:: Provided passage ::
Child vaccination rates down across North Carolina

New data shows that in most North Carolina school districts fewer kids are getting vaccinated.

Lisa Jillani is against vaccinations; she’s part of an alarming trend, according to doctors.

“Vaccines carry risks,” she said. “Any doctor will tell you that vaccines are not 100% safe.”

In North Carolina, Mecklenburg County saw the largest increase in non-vaccinated kindergarteners, up almost 2.5% from the previous year.

Wake County also saw a sharp increase in non-vaccinations. Roughly three percent of kindergarteners didn’t get vaccinated two years ago; over five percent didn’t get shots last year. The data points mostly to an increase in religious exemptions.

If you choosing to be exempt from a vaccine, and you’re pocketed in a community where those exemptions are high, how does that related to the risk and health of a community as a whole,” said Doctor Kasey Scannell, a pediatrician with Novant Health. “I think that’s sort of the balance we’re trying to deal with as health professionals,” she said, “of where is the tipping point of wanting to be respectful of people being able to make their own choices, but also having responsibility of protecting the community as a whole.”

Dr. Scannell says it’s important for children to get vaccinated to prevent the spread of disease.

“We need to have a healthy appreciation of science and what it has taught us and where that has gotten us,” she said, “and the reason that there is no small pox is because there’s a vaccination.”

In Jillani’s case, she says she made the choice to not vaccinate her second child after she claims her first daughter developed autism.

“I don’t vaccinate my children anymore because my older daughter had a severe medical reaction,” she said, “so I began my research into this in 1996 and determined that it’s not a safe procedure and I’m not going to allow my children to be vaccinated.”

Anti-vaxers often site a discredited study by an English physician claiming a link between autism and vaccinations.

“It was a very, very small study,” Dr. Scannell said, “and it was poorly done. Later it was retracted from the journal it was published and he lost his medical license because it was considered to be falsified.”

Doctor Scannell says if parents play the odds it could result in an outbreak like the one at Asheville Waldorf School in November.

More than 100 of the school’s 152 students were unvaccinated, resulting in the largest chickenpox outbreak in North Carolina since the vaccine was introduced.

“If you look at a community as a whole, it is easy for people to look at that and say, ‘well so many of those kids were unvaccinated and that’s why it spread so quickly,’” Dr. Scannell said, “and I think there’s some theory behind that.”

Still Jillani stands by her decision.

“If I think vaccines worked, and my belief was that I’m protected or my children are protected, I would have zero concern about them being around unvaccinated children,” Jilliani said, “and I would think if you are concerned, maybe your belief in vaccination is not quite as solid as it should be.”
:::
:: Data extract ::
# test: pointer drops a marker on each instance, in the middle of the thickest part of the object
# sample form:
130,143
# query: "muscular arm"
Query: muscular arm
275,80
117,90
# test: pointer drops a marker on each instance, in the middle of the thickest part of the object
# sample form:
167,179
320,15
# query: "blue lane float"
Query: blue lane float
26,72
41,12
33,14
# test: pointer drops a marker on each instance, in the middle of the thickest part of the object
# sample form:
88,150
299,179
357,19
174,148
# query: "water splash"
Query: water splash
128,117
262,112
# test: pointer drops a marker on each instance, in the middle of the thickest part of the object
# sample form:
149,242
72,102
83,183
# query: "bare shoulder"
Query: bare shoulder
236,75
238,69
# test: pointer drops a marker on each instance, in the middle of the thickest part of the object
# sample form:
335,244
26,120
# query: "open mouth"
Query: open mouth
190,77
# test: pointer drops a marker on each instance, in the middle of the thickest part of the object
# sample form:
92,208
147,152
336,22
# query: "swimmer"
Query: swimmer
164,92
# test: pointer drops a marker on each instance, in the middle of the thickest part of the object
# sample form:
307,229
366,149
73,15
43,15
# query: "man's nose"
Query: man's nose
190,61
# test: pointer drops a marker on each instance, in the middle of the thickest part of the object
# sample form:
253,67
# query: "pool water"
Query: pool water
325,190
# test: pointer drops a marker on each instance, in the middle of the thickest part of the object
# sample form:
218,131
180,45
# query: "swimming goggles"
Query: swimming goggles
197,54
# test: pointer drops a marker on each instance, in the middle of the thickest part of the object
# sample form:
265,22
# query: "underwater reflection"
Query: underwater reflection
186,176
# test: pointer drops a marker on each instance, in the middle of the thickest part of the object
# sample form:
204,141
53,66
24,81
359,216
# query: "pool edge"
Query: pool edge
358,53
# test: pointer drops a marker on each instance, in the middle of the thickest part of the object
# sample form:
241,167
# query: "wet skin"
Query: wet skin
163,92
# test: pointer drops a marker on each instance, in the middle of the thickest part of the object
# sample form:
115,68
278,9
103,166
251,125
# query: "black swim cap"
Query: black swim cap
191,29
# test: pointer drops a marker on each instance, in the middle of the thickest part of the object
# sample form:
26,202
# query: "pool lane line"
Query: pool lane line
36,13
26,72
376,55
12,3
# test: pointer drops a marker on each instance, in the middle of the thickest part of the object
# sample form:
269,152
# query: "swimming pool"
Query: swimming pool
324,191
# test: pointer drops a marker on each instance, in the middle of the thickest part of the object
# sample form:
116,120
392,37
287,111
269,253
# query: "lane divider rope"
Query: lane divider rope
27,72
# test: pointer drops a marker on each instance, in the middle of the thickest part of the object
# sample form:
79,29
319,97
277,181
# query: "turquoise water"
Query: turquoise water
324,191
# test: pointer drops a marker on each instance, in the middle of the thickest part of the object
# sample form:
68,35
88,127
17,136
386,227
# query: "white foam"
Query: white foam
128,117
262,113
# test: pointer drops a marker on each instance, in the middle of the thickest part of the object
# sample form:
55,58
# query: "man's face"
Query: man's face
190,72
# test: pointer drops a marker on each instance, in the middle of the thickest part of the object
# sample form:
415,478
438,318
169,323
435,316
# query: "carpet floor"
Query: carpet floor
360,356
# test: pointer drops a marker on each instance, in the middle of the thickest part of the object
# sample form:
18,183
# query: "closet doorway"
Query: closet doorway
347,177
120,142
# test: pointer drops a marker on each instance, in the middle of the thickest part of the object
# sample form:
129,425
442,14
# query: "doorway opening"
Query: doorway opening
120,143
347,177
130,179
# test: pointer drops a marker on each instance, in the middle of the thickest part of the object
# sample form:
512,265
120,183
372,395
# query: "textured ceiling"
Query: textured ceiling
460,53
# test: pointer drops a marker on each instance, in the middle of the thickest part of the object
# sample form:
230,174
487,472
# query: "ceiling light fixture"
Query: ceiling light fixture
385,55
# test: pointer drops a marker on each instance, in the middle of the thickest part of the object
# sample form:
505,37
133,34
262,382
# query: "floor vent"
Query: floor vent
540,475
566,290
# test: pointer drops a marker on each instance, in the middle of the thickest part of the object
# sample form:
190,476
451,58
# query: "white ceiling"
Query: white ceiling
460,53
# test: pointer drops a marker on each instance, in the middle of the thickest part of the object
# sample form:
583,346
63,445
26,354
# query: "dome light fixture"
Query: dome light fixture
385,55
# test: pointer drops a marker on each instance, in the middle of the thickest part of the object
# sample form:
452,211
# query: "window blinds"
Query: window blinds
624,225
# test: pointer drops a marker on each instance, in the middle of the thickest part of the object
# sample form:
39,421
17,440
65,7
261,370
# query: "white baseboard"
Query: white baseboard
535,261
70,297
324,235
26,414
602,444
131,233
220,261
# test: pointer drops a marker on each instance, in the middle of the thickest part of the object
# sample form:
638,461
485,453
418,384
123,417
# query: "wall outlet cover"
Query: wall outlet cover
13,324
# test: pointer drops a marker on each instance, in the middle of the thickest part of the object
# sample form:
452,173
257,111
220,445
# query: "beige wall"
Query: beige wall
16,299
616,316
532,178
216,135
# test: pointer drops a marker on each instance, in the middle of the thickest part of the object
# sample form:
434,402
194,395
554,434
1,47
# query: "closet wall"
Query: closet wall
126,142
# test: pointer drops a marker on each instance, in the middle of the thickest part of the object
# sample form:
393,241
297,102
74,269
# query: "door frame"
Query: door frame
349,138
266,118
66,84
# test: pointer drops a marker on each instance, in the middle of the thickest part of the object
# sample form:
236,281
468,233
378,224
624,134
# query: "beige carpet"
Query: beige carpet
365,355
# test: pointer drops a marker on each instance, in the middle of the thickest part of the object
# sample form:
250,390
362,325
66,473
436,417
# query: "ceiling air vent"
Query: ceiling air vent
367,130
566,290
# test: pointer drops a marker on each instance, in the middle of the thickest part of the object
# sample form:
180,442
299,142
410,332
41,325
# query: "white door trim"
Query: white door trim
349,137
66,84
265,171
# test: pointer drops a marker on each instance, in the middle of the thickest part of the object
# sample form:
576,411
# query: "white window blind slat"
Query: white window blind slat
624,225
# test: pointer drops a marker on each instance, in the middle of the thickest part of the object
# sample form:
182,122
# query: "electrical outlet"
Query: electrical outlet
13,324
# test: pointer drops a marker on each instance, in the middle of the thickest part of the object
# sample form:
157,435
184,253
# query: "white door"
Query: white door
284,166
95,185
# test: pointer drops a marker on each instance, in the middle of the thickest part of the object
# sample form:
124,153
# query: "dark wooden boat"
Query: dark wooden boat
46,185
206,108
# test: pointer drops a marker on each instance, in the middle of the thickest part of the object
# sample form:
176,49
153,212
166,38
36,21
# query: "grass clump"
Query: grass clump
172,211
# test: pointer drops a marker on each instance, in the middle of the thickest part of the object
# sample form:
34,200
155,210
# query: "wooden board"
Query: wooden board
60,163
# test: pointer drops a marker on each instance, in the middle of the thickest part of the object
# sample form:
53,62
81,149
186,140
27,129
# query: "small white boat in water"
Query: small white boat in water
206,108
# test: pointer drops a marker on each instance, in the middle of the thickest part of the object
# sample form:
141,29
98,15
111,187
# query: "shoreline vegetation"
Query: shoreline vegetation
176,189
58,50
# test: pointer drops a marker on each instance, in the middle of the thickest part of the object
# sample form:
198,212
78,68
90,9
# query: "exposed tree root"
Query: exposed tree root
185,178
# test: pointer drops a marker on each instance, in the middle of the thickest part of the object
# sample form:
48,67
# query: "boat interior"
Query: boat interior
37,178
:::
▶ **Your instructions**
Reproduce verbatim the portion of the article on child vaccination rates that begins with the words "New data shows that" and ends with the words "in religious exemptions.".

▶ **Solution for this exercise**
New data shows that in most North Carolina school districts fewer kids are getting vaccinated.

Lisa Jillani is against vaccinations; she’s part of an alarming trend, according to doctors.

“Vaccines carry risks,” she said. “Any doctor will tell you that vaccines are not 100% safe.”

In North Carolina, Mecklenburg County saw the largest increase in non-vaccinated kindergarteners, up almost 2.5% from the previous year.

Wake County also saw a sharp increase in non-vaccinations. Roughly three percent of kindergarteners didn’t get vaccinated two years ago; over five percent didn’t get shots last year. The data points mostly to an increase in religious exemptions.